▸ **WORK TO BE COMPLETED**
Each entry below should be restated word for word, without any picture it contains.
---------------
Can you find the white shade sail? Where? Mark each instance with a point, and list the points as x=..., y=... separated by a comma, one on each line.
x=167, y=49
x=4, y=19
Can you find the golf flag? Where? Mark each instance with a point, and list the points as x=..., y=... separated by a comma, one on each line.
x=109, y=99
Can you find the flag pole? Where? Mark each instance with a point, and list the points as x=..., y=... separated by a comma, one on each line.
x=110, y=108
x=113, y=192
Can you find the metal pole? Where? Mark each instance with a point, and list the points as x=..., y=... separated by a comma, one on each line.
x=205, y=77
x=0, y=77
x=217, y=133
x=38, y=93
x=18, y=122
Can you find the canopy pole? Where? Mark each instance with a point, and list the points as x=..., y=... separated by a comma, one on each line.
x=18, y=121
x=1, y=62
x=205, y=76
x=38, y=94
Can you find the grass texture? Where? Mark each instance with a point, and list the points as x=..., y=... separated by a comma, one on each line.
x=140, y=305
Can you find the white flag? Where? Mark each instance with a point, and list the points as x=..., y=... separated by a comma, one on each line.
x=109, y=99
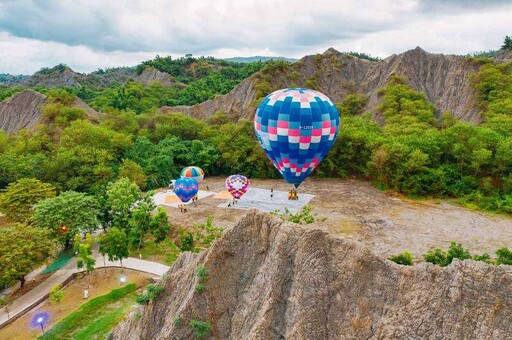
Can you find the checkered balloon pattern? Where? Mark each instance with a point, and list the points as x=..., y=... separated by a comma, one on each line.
x=194, y=172
x=186, y=188
x=237, y=185
x=296, y=128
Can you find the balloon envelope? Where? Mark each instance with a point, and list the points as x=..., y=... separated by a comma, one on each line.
x=185, y=188
x=194, y=172
x=296, y=128
x=237, y=185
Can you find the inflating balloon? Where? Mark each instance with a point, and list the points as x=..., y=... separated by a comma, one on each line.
x=194, y=172
x=296, y=128
x=185, y=188
x=237, y=185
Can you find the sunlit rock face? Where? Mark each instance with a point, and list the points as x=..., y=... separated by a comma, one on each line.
x=272, y=280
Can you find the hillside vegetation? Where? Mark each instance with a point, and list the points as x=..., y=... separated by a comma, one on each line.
x=416, y=151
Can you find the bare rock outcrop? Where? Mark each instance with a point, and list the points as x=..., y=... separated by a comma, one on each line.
x=443, y=78
x=21, y=111
x=272, y=280
x=25, y=110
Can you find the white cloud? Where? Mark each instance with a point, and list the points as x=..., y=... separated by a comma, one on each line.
x=97, y=33
x=25, y=56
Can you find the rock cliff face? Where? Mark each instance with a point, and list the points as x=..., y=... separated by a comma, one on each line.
x=443, y=78
x=24, y=110
x=272, y=280
x=63, y=76
x=151, y=75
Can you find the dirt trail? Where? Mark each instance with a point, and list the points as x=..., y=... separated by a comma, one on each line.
x=386, y=223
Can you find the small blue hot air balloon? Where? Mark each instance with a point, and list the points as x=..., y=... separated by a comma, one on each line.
x=186, y=188
x=296, y=128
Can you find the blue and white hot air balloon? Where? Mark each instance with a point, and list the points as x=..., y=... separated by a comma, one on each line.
x=186, y=188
---------------
▸ **THE ANSWER**
Can you find the white shade sail? Where? Mark each instance with a point, and list the points as x=..., y=... separated by a comma, one on each line.
x=167, y=49
x=4, y=19
Can you find the golf flag? Where? Mark each instance with a point, and list the points as x=..., y=... separated by a comma, one on each line.
x=109, y=99
Can you find the flag pole? Where? Mark each instance with a point, and list the points as x=..., y=... separated by a comma, one on each line.
x=110, y=108
x=113, y=192
Can you find the metal pole? Where? Mark each instance with a point, and list the points as x=..., y=... separated by a comma, one on each line.
x=205, y=77
x=0, y=77
x=217, y=133
x=38, y=93
x=18, y=122
Can you find the canopy pole? Where? Mark each instance with a point, and list the points as x=..., y=... separated by a comma, one on each line.
x=18, y=121
x=1, y=62
x=205, y=76
x=38, y=94
Can you find the grass texture? Where? Mark each instance with a point, and list the points as x=..., y=... separated by a comma, one on each line.
x=140, y=305
Can you find the white flag? Where? Mark each instance with a point, and list the points as x=..., y=... separated by a comma, one on each line.
x=109, y=99
Can you find the checkered balloon pattern? Where? Mark each instance with a point, and list the points as x=..., y=... separated by a comma, one on each line.
x=194, y=172
x=186, y=188
x=237, y=185
x=296, y=128
Can you find the balloon envelope? Where? Mark each instance with a point, and list the points as x=..., y=... separated by a comma, one on each line.
x=185, y=188
x=194, y=172
x=296, y=128
x=237, y=185
Can you find the inflating balloon? Where? Mark each instance with a point, and list the points as x=..., y=... separated by a comma, one on each line.
x=194, y=172
x=296, y=128
x=185, y=188
x=237, y=185
Can you find the sunlit rock face? Where? Mark each instance with a point, and list the points as x=..., y=... separated by a comma, one on each line.
x=272, y=280
Can you find the hillside vegetation? Where? Mark each instance with a point, and list the points as x=..., y=... separated by a comma, one on each line.
x=416, y=151
Can you find the bare rock outcrop? Where? Mark each instance with a point, and list the points as x=..., y=... separated by a comma, one on each line.
x=443, y=78
x=21, y=111
x=272, y=280
x=25, y=110
Can you find the white cloud? Where? Mark each instance with a point, and list the points as x=..., y=... separated by a comma, one on each line.
x=97, y=33
x=25, y=56
Can you find the rock cliff face? Where? Mark each instance with a point, and list the points as x=..., y=... separated by a comma, one on each line.
x=443, y=78
x=24, y=110
x=272, y=280
x=63, y=76
x=151, y=75
Can you find the dirt trail? Where? Mark each instance with a point, and list the points as x=..., y=... separated by a comma, one on each line.
x=386, y=223
Can you find the small blue hot air balloon? Where? Mark each instance with a point, and list the points as x=..., y=... separated by a comma, one on each line.
x=186, y=188
x=296, y=128
Can you find the blue and white hot air balloon? Where? Mark each instance with a point, and list the points as x=..., y=... separated by a comma, one on each line.
x=186, y=188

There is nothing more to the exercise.